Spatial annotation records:
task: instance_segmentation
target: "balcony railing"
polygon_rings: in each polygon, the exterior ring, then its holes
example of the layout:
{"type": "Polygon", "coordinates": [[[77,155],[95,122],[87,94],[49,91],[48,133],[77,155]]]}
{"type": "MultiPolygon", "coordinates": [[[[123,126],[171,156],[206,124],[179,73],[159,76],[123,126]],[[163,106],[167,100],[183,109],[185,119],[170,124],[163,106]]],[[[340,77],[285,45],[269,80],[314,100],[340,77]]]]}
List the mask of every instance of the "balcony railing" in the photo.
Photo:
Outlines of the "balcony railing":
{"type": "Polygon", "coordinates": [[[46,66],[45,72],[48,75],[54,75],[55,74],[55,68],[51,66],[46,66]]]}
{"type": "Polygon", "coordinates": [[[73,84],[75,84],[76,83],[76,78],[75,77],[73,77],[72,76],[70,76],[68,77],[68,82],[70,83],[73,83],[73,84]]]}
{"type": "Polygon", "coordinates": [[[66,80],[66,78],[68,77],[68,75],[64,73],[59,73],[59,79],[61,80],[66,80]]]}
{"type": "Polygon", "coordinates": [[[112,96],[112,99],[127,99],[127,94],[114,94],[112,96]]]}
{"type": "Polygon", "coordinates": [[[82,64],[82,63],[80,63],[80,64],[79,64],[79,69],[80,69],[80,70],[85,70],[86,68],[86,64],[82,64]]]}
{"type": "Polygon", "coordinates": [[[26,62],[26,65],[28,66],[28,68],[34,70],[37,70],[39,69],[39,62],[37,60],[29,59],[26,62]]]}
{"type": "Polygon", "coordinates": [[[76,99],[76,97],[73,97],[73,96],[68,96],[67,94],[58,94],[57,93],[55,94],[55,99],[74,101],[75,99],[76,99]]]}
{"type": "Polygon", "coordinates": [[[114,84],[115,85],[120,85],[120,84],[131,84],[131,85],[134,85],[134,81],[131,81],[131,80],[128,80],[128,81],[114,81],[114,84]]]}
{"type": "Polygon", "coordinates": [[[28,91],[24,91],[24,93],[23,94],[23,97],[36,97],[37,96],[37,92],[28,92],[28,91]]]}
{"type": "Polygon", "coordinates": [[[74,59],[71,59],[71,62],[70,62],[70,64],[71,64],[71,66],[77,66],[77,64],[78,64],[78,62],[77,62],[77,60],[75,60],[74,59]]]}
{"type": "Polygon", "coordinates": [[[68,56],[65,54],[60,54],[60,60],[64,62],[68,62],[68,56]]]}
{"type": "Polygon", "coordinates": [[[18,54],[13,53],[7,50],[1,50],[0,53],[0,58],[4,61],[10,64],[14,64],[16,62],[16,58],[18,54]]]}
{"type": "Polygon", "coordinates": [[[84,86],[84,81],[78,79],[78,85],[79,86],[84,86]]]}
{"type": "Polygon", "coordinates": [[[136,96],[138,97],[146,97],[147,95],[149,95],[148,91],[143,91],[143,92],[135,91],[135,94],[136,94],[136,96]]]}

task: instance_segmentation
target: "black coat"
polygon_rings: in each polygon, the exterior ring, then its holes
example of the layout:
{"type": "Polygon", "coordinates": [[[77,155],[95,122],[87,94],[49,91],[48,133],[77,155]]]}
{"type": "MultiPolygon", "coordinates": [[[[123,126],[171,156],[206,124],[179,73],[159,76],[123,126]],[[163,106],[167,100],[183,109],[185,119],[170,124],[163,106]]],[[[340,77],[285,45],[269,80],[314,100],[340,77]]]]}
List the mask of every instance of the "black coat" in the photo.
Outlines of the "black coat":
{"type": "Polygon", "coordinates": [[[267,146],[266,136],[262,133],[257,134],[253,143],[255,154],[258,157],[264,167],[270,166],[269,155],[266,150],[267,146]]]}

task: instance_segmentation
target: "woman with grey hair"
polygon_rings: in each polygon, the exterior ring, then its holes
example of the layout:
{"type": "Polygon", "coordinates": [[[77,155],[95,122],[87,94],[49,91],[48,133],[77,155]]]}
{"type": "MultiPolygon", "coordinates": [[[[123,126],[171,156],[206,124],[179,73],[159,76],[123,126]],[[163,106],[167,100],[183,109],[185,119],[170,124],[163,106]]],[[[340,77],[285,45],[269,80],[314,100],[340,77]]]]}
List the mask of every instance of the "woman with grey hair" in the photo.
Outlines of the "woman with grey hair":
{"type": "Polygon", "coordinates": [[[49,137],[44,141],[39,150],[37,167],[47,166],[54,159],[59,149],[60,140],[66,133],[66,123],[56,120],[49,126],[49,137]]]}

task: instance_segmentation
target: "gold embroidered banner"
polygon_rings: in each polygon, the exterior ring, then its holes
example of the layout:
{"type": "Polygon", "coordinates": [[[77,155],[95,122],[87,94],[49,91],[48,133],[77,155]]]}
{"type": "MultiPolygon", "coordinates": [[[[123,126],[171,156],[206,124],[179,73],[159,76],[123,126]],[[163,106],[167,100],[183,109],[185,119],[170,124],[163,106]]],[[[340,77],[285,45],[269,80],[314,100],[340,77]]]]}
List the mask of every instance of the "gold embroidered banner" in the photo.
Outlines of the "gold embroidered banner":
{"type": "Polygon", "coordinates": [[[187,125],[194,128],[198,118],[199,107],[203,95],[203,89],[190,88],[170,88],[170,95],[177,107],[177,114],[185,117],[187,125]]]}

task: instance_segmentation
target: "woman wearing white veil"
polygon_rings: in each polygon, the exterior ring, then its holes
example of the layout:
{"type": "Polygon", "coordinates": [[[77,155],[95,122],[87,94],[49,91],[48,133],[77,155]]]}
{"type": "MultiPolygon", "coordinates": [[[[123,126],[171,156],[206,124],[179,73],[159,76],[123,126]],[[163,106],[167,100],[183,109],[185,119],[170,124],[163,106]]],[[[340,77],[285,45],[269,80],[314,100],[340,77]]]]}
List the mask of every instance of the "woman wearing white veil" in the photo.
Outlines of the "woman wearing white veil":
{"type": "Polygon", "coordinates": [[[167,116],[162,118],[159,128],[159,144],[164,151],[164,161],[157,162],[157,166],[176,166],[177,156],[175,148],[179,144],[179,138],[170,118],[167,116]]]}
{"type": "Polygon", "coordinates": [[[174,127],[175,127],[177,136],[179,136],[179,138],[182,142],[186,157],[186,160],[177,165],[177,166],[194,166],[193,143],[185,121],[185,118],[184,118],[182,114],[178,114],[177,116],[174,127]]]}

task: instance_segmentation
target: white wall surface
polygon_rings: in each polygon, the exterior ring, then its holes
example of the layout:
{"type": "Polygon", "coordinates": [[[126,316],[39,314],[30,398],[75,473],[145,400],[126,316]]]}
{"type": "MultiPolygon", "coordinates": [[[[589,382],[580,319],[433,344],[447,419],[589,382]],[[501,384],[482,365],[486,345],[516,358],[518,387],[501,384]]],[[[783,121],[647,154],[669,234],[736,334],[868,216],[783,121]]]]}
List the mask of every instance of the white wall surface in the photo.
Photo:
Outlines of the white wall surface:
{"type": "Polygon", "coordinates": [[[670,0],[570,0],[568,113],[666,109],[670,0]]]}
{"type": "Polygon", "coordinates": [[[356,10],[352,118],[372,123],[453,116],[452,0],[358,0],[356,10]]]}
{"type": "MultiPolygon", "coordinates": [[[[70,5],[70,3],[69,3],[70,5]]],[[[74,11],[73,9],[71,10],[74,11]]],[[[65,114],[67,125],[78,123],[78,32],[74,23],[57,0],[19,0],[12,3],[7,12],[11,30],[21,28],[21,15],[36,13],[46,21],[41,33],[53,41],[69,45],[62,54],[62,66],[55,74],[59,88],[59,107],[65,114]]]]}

Given task: Find each line in the records above that contains the string "surface" and copy those lines out in full.

Right answer:
target: white wall surface
List the mask of every instance of the white wall surface in the photo.
Outlines of the white wall surface:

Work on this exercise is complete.